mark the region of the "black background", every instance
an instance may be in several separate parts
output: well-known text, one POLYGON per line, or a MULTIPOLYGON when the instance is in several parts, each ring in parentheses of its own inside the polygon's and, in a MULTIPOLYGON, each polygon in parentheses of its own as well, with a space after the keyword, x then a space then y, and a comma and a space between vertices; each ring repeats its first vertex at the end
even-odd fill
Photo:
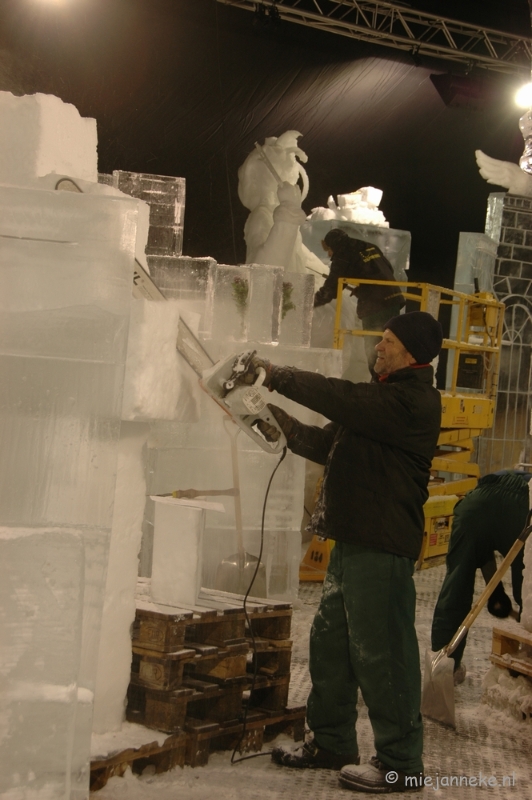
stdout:
MULTIPOLYGON (((526 0, 420 10, 530 35, 526 0)), ((518 161, 522 80, 493 79, 483 107, 447 107, 430 75, 464 67, 282 22, 215 0, 0 0, 0 89, 46 92, 98 124, 101 172, 187 180, 184 253, 245 256, 237 169, 254 142, 300 131, 305 210, 372 185, 412 233, 410 278, 452 286, 458 234, 483 231, 490 187, 474 151, 518 161)), ((527 77, 526 75, 524 76, 527 77)), ((499 189, 500 191, 500 189, 499 189)))

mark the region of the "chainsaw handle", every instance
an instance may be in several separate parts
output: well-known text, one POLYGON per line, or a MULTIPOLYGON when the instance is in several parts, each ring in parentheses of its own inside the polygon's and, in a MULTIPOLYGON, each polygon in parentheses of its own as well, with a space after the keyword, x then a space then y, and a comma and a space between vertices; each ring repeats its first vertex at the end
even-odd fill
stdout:
POLYGON ((264 367, 259 367, 257 372, 257 378, 253 386, 262 386, 265 379, 266 379, 266 370, 264 369, 264 367))

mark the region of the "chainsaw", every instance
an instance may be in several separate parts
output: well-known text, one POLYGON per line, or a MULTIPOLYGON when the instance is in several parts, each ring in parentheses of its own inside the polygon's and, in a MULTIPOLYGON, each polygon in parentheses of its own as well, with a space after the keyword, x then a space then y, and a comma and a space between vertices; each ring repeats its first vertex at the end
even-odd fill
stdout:
POLYGON ((253 384, 243 382, 255 353, 248 350, 218 361, 203 373, 200 386, 263 450, 276 454, 286 447, 286 437, 264 396, 264 369, 253 384))

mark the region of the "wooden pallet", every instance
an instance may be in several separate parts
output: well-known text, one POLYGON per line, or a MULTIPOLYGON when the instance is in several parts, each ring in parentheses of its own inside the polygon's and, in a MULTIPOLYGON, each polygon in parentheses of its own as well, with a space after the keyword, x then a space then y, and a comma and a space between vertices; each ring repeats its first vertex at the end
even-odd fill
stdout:
POLYGON ((514 621, 494 628, 490 661, 532 679, 532 633, 514 621))
POLYGON ((265 717, 284 712, 291 604, 250 598, 244 612, 242 599, 203 590, 198 602, 205 605, 187 609, 138 603, 129 722, 174 733, 189 719, 203 726, 237 724, 246 705, 265 717))
POLYGON ((91 792, 101 789, 109 778, 121 777, 128 767, 132 772, 140 774, 146 767, 153 765, 155 772, 167 772, 174 767, 183 767, 186 763, 188 737, 180 731, 169 736, 162 745, 149 742, 141 747, 131 747, 108 758, 91 761, 91 792))
POLYGON ((291 734, 294 741, 301 741, 305 735, 305 714, 305 706, 287 708, 269 718, 260 711, 250 710, 245 731, 243 722, 216 725, 208 720, 190 719, 185 726, 188 737, 185 763, 202 767, 211 753, 236 747, 240 753, 259 752, 265 742, 283 732, 291 734))

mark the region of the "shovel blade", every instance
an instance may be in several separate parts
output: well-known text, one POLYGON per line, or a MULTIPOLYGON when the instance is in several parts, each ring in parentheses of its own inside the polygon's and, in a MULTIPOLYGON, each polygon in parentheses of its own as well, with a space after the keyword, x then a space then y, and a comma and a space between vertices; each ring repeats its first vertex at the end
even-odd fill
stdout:
POLYGON ((425 678, 421 713, 444 725, 456 727, 454 714, 454 660, 441 650, 425 652, 425 678))
MULTIPOLYGON (((234 553, 227 556, 216 570, 215 588, 221 592, 246 594, 257 569, 258 559, 250 553, 234 553)), ((250 595, 266 597, 266 568, 261 562, 253 581, 250 595)))

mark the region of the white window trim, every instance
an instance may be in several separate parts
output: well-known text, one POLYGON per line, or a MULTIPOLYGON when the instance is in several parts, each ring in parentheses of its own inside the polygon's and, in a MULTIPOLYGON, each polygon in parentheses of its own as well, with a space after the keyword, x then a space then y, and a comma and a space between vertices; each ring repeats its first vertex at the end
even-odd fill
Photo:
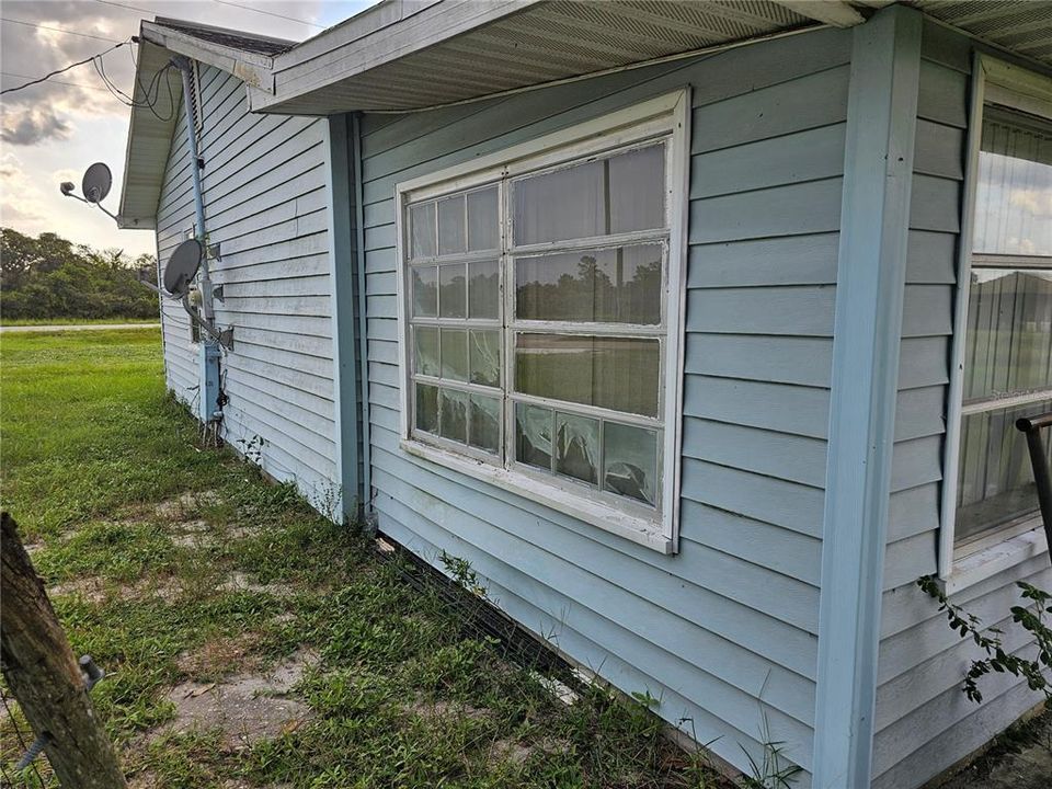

▶ [Task statement] Show each line of the entries above that contains the word "every", copied in full.

▶ [Answer to this problem]
mark the region of the "black background", every instance
mark the region of the "chainsaw handle", every instance
mark the region of the "chainsaw", every instance
mark the region of the "wooden pallet", every instance
mark the region of the "shovel blade", every instance
mark the region of the white window trim, every instance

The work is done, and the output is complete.